== WORK TASK ==
Copy out every line from the records that includes "people".

== DATA SHOWN ==
┄┄┄┄┄┄┄┄┄┄┄┄┄┄┄┄┄┄┄┄

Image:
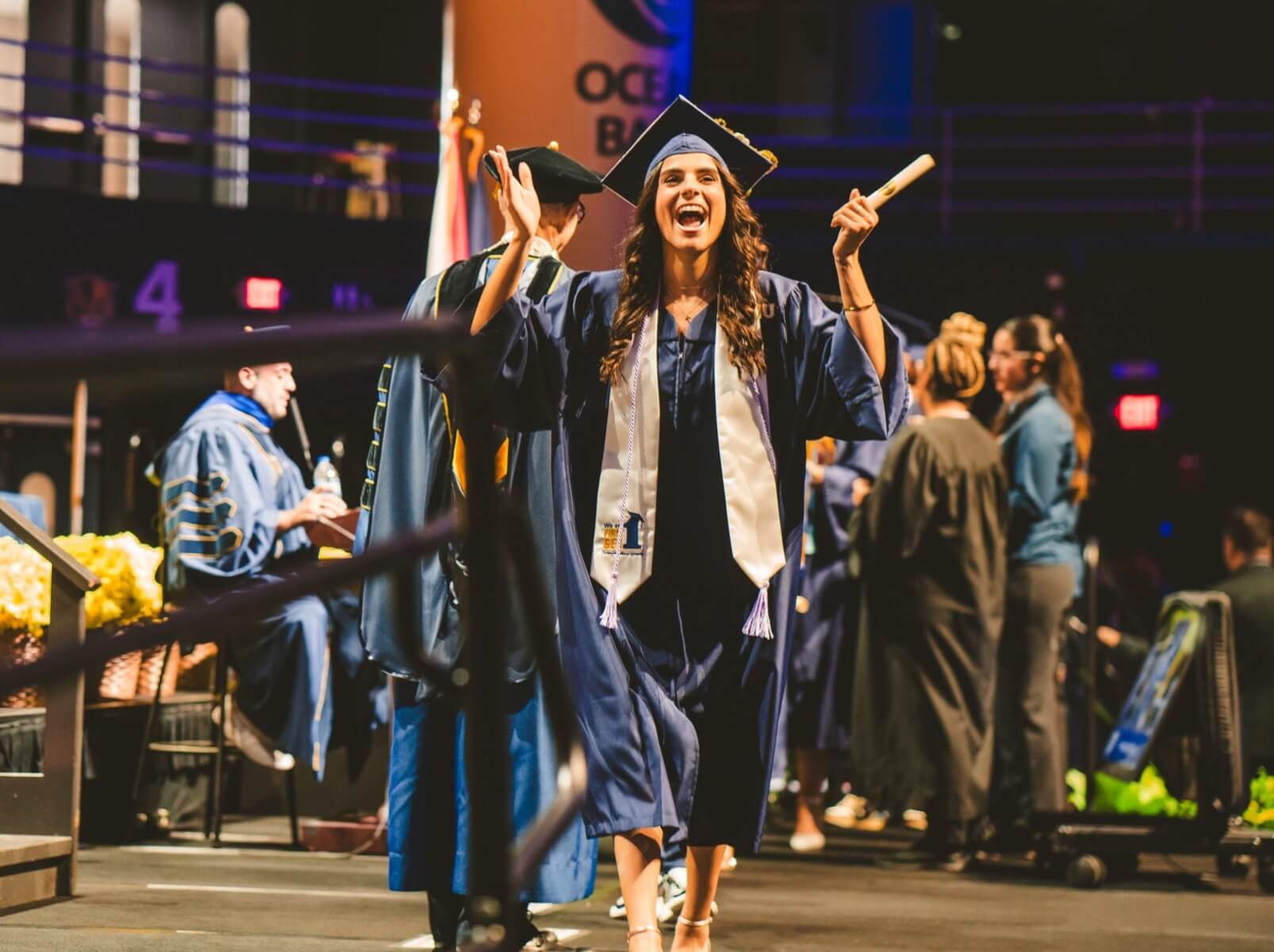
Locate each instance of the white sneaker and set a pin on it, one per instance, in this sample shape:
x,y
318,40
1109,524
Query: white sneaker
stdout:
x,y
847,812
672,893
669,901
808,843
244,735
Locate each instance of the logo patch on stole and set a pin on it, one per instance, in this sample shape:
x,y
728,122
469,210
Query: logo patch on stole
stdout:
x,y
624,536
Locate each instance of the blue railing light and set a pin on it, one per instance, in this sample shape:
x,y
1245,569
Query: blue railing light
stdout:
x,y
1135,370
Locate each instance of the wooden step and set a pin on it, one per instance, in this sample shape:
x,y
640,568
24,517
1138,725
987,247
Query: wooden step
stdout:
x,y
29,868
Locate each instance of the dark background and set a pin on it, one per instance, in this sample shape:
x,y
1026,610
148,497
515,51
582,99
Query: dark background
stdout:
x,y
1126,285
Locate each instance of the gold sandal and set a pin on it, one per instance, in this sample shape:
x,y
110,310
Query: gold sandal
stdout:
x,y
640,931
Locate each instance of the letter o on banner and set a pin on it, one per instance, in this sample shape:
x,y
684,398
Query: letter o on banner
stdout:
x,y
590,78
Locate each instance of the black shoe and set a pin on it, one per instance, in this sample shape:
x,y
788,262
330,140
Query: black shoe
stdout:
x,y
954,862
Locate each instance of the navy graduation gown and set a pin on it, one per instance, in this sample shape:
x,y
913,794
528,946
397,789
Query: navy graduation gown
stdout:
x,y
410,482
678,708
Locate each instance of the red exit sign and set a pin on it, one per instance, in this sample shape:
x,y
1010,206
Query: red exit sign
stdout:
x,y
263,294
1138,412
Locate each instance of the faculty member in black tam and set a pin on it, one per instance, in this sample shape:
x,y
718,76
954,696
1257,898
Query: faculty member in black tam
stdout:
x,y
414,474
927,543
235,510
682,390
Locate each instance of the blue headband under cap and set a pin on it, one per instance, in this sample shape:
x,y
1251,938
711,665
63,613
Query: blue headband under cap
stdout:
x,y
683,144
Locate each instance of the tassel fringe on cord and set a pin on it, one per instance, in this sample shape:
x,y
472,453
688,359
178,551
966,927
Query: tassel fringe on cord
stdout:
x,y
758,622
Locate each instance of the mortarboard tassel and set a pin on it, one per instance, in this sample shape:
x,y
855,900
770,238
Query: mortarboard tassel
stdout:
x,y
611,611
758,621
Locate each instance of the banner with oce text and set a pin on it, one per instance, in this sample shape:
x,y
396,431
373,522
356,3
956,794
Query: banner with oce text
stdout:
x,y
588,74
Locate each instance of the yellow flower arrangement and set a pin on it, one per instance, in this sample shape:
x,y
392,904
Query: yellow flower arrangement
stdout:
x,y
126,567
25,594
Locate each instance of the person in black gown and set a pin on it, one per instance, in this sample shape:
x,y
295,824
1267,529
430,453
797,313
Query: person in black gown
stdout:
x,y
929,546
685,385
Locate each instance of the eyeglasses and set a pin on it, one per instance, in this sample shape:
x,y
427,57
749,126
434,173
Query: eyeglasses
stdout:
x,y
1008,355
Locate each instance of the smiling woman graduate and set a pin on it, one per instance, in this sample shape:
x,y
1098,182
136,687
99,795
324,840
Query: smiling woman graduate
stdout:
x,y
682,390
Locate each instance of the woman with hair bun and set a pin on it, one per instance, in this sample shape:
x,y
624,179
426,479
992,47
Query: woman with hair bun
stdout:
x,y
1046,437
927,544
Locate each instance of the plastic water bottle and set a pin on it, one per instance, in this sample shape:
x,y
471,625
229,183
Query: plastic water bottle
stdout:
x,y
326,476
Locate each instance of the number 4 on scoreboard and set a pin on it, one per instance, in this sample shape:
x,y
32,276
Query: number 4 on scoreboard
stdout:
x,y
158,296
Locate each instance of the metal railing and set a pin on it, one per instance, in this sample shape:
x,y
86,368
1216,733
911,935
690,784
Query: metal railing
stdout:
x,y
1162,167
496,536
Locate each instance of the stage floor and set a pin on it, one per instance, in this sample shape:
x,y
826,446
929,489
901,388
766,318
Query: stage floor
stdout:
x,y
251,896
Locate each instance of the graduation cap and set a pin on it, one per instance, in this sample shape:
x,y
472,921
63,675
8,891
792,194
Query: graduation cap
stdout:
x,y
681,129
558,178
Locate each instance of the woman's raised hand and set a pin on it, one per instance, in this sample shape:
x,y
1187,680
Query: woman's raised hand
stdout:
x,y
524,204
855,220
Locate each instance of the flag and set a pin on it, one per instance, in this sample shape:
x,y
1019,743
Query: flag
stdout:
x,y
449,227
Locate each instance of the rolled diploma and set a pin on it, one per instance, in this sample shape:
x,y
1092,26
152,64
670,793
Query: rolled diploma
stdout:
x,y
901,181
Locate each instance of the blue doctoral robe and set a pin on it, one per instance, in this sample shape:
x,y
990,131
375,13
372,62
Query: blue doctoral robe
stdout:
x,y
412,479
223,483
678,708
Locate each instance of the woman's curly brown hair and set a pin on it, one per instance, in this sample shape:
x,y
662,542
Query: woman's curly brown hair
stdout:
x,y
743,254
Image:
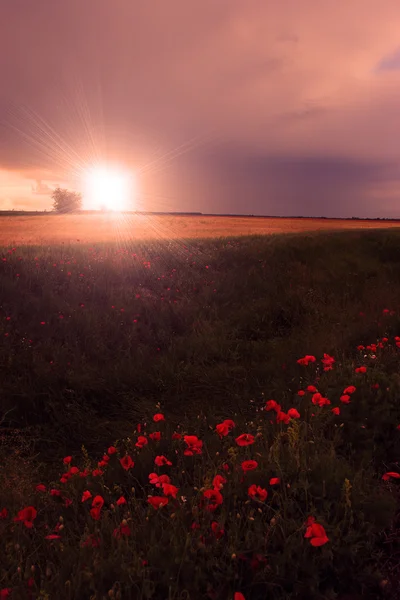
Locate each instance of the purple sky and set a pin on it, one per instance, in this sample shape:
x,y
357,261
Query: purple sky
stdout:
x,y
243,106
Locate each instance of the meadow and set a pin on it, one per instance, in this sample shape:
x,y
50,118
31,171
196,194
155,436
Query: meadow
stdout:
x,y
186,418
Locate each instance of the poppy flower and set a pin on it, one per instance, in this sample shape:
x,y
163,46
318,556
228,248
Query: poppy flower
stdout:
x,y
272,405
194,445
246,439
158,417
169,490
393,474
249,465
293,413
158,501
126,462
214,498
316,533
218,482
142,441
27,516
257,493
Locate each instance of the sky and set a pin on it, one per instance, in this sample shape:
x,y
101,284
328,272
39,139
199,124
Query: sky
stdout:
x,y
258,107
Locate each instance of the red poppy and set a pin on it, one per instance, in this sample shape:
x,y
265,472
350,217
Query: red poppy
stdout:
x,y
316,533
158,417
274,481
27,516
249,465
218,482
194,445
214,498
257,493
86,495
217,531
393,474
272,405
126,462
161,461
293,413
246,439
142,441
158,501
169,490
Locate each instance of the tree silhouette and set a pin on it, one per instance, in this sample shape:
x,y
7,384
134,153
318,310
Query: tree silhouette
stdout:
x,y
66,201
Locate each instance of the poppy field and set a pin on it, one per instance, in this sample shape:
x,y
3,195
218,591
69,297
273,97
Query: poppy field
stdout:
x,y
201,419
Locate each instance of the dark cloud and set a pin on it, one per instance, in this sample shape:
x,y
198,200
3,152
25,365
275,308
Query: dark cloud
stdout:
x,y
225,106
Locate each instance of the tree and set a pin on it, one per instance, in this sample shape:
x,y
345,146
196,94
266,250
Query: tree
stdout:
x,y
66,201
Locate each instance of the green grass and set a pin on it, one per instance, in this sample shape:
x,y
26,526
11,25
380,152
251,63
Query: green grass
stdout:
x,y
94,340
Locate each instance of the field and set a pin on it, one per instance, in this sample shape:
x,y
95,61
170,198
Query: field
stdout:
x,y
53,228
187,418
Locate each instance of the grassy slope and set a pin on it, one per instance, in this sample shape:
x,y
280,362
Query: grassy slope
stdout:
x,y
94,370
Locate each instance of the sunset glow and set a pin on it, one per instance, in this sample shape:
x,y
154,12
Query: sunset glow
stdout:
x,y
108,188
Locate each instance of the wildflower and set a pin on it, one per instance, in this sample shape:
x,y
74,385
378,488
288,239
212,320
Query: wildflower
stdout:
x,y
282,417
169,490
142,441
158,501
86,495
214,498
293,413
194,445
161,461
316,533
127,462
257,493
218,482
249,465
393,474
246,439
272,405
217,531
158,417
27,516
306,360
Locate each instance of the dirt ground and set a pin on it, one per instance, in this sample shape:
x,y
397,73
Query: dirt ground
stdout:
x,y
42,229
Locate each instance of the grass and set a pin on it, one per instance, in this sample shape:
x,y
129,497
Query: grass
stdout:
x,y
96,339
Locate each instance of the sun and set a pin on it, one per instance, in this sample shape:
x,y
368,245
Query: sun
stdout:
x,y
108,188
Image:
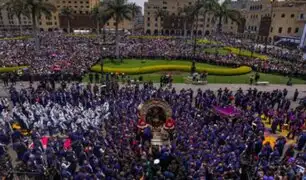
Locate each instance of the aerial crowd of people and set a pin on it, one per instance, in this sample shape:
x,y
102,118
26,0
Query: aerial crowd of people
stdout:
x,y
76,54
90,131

┄┄┄┄┄┄┄┄┄┄┄┄┄┄┄┄┄┄┄┄

== RESPONSE TO THE TASK ==
Locate each instance of the aerial crowd of people and set a pin on it, one per instance, in this sample shape:
Query: aerial crowd of people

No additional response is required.